# Bremont MBIII Special Military Project Secondary Market



## Z06driver (Dec 19, 2007)

Obviously some MBIIIs are on secondary market which gives an idea of asking prices and rough valuation; however i don't see any special projects for sale. What's the consensus on whether Bremont military special projects adds/subtracts value from comparable "base" offering.

The item in question is a "Tailhooker" with a rather unique 3 dimensional face. Were "regular" MBIII available with TI barrels and clear case backs?

Great watch and I've enjoyed it for 4 years, but looking at a GS Spring Drive Snowflake so examining financing options.

Thanks!


----------



## jonobailey (Feb 27, 2012)

Yours is one of the more interesting special editions I have seen and is quite unusual so may sell better that some others.

The issue though is that the organisation / unit etc. which the watch has been commissioned by only means something to a very small amount of people and really limits the potential audience.

- - -

- **Task statement**
Answer these questions about the Bremont forum thread:
(a) How many years has the first poster enjoyed the watch?
(b) Which watch is the first poster looking at?
(c) In the reply, what limits the potential audience for the watch?

(Entries from a point annotation set)
- - -

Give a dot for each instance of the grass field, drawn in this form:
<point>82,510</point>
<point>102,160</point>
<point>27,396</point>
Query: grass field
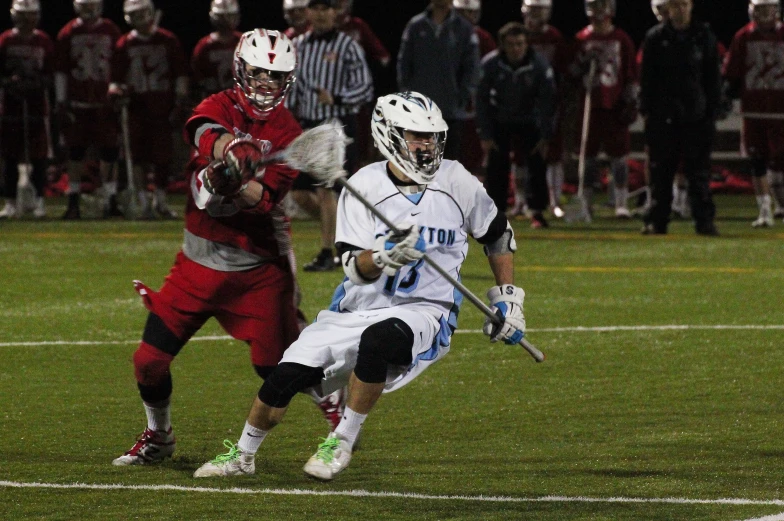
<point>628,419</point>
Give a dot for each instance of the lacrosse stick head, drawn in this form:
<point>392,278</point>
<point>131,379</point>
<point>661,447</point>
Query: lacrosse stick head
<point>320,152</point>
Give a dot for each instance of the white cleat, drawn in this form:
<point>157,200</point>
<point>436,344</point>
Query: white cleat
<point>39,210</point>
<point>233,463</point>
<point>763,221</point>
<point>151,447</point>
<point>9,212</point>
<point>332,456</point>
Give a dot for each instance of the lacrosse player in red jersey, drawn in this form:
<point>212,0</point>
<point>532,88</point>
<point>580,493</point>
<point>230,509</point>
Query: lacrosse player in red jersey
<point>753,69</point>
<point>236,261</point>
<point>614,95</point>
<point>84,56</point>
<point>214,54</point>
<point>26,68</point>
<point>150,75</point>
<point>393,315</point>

- - -

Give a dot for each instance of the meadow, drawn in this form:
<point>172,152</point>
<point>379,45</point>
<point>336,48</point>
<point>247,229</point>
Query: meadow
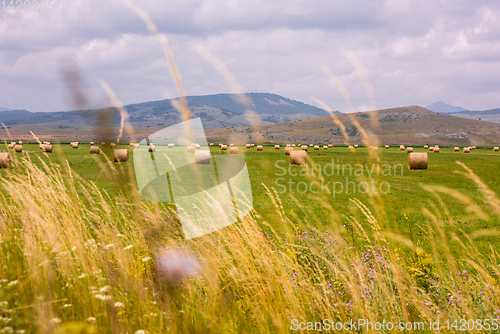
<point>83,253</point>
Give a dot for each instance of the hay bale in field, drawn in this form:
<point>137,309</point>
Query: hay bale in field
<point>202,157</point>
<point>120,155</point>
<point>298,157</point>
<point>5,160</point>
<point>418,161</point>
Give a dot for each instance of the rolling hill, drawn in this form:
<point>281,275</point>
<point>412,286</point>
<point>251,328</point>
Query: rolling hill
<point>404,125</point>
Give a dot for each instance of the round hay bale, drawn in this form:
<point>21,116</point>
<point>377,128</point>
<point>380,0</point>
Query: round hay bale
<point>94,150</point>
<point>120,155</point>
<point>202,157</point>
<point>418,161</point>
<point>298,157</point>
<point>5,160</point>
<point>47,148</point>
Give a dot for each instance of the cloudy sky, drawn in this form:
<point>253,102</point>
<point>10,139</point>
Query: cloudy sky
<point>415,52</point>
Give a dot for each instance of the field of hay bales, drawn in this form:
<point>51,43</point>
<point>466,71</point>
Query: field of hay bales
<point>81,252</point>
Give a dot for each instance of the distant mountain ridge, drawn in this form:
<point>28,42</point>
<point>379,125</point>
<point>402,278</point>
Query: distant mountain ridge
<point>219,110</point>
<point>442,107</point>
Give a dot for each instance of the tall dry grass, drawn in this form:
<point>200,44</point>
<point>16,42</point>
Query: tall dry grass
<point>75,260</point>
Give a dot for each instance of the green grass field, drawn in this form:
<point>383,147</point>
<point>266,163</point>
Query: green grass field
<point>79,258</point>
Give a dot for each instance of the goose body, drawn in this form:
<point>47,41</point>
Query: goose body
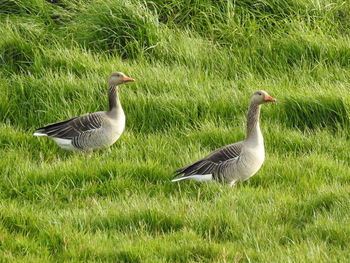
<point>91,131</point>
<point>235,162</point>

- - -

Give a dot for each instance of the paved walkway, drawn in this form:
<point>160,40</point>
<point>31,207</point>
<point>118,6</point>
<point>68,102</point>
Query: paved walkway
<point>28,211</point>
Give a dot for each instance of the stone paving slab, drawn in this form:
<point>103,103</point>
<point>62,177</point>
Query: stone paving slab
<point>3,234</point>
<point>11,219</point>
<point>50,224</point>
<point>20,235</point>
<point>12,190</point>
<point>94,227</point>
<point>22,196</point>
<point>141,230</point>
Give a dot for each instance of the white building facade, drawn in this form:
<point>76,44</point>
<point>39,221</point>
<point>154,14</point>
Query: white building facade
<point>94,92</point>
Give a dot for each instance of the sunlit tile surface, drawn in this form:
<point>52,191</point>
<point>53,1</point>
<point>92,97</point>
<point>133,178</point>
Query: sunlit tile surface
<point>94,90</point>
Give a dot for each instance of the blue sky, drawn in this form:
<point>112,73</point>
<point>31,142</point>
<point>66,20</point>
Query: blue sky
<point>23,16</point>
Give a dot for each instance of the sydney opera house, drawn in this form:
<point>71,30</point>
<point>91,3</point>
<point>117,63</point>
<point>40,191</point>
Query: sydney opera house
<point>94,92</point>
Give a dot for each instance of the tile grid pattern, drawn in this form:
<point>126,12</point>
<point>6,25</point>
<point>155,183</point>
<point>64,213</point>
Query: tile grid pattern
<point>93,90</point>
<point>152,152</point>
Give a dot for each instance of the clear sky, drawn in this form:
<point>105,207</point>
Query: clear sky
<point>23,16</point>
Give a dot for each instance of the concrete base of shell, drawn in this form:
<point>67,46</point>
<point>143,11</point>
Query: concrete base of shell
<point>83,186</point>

- - -

- **Finished exercise**
(a) 4 years.
(b) A GS Spring Drive Snowflake.
(c) The organisation or unit that commissioned the watch means something to only a very small number of people.